▸ SÉRIE D'EXERCICES:
[a] Indiquez si chacune des affirmations suivantes concorde avec la page, en répondant par oui ou non et en citant à l'identique le passage décisif. (i) La marche de Serge Pey est partie de Toulouse. (ii) Cette marche s'est déroulée en 20 étapes. (iii) Antonio Machado a quitté Madrid de son plein gré.
[b] Rassemblez toutes les lignes contenant la chaîne « tile ».

▸ PAGE:
▬▬▬▬▬▬▬▬▬▬
Lu 107- La barque de Pierre, Poème pour un pêcheur de Sant Cebrià de Serge Pey, VOIXéditions

Serge Pey, Voix éditionsOui, ça commence toujours par les pieds. Les pieds font base. Ainsi les morts aident-ils  à se tenir debout. A risquer l’écart, le déséquilibre, c’est alors la marche. La marche en avant. Celle que vient de mener à bien Serge Pey entre le 16 et le 31 mai 2014 est un appel aux vivants. Le facteur de langue est parti de Toulouse pour déposer au terme de 15 étapes dans la boites aux lettres qui garde vivante la tombe d’Antonio Machado à Collioure, les courriers qu’il a fait écrire depuis octobre 2013 à « Don Antonio, le bon ». Enterré là depuis le 22 février 1939, « le poète du peuple » avait quitté  Madrid le 24 novembre 1936 contre son gré, pour rester aux côtés des républicains, ses compagnons de combat contre Franco et ses misérables. Dans la mémoire de tous ceux qui ont l’Espagne au cœur, sa langue et sa liberté,  Antonio Machado pérégrine encore. L’exil n’a pas effacé les « chemins sur la mer » qu’il a su tracer et dont il disait que c’était là  notre affaire d’homme. Ils écument encore de tous leurs sillages dans son œuvre comme dans celle de serge Pey.

 Dans sa marche de la Mémoire, dont la Poésie est fille, il a pris avec lui quelques munitions – ce sont livres chez Montaigne ! Outre ceux de Machado, Lorca, Hernandez, il a pris les siens et parmi les derniers : Le trésor de la guerre d’Espagne (Zulma), Les poupées de Rivesaltes (Quiero), L’agenda rouge du MIR – Mouvement indompté du Rêve – (Al Dante) et La barque de Pierre, poème pour un pêcheur de Sant Cebrià (VOIXéditions) dont j’aimerais vous dire quelques mots.
▬▬▬▬▬▬▬▬▬▬
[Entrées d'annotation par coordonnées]
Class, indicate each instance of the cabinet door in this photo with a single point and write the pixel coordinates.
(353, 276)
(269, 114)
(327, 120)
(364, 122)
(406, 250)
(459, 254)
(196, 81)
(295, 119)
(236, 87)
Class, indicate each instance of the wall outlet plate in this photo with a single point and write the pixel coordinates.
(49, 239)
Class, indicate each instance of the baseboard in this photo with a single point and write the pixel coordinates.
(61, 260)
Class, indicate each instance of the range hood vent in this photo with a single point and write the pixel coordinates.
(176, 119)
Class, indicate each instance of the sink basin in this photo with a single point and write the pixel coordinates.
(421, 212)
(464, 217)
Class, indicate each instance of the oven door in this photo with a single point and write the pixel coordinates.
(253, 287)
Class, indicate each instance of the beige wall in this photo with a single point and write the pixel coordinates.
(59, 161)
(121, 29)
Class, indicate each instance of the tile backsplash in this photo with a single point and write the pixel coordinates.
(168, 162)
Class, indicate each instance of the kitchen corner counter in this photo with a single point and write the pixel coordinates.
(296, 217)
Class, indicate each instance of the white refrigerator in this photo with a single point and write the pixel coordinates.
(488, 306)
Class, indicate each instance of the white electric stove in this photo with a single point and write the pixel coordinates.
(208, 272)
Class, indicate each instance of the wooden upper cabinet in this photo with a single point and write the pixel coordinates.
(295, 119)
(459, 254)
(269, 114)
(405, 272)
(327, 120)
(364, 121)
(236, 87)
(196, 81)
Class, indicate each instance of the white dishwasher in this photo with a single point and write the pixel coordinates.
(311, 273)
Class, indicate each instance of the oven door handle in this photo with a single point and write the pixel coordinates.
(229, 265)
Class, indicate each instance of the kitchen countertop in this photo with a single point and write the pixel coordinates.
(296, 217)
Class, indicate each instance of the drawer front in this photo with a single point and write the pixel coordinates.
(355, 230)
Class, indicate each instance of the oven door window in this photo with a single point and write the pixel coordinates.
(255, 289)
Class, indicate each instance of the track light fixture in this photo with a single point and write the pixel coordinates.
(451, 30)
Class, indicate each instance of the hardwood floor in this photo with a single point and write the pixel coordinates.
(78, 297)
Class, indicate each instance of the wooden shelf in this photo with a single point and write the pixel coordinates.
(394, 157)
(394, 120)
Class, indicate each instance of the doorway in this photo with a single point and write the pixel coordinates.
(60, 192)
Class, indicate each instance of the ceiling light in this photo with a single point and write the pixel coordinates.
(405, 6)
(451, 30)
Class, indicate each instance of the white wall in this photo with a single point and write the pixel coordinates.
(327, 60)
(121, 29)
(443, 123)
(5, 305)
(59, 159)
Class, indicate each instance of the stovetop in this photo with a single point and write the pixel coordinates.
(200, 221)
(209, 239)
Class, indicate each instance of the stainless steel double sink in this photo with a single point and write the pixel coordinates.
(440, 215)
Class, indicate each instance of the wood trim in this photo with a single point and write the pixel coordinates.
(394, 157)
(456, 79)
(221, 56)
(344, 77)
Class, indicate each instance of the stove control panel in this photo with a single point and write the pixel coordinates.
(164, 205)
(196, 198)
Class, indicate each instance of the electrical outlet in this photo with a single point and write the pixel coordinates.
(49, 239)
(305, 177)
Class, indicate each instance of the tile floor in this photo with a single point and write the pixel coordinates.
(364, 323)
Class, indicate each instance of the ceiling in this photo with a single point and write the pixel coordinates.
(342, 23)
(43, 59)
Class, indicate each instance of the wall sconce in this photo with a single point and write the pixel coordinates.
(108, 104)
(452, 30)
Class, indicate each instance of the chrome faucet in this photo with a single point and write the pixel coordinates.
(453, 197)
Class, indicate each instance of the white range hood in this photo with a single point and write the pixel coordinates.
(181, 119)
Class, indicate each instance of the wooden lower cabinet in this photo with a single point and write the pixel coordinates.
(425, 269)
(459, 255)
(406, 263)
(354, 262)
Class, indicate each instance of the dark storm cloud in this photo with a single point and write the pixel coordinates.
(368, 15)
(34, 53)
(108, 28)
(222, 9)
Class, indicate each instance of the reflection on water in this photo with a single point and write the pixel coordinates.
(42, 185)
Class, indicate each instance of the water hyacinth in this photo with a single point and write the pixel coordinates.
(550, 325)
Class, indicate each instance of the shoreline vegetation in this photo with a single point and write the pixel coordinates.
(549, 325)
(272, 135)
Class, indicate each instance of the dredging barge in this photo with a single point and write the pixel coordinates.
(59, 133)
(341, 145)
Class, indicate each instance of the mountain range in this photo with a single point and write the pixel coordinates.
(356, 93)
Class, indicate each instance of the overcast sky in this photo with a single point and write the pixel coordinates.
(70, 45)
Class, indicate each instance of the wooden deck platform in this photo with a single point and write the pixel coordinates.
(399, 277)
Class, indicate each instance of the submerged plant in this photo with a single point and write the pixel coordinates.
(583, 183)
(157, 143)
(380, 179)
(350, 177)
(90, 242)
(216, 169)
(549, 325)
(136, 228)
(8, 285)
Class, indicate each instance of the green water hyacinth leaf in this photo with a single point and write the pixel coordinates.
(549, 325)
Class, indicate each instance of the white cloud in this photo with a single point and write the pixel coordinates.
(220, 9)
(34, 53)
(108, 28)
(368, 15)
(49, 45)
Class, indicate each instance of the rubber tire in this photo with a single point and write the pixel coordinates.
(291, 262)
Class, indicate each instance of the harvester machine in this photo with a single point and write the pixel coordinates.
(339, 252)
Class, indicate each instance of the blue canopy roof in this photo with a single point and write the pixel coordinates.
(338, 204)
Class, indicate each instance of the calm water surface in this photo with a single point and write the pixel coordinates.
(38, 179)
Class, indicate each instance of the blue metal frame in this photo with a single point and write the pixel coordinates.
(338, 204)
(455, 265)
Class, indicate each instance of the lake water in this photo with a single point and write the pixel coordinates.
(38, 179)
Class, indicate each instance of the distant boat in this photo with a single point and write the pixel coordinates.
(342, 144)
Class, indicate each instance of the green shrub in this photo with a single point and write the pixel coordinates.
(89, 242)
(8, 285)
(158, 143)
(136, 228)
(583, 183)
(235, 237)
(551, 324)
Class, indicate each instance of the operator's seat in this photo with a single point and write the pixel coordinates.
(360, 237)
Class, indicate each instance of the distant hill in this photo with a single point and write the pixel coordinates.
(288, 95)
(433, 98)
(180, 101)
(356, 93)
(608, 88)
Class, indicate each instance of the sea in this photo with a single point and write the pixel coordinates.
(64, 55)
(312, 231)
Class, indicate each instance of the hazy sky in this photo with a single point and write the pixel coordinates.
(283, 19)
▬▬▬▬▬▬▬▬▬▬
▸ RÉPONSES ATTENDUES:
[a]
(i) Oui : « Le facteur de langue est parti de Toulouse »
(ii) Non : « au terme de 15 étapes »
(iii) Non : « contre son gré »

[b]
Class, indicate each instance of the tile backsplash in this photo with a single point and write the pixel coordinates.
Class, indicate each instance of the tile floor in this photo with a single point and write the pixel coordinates.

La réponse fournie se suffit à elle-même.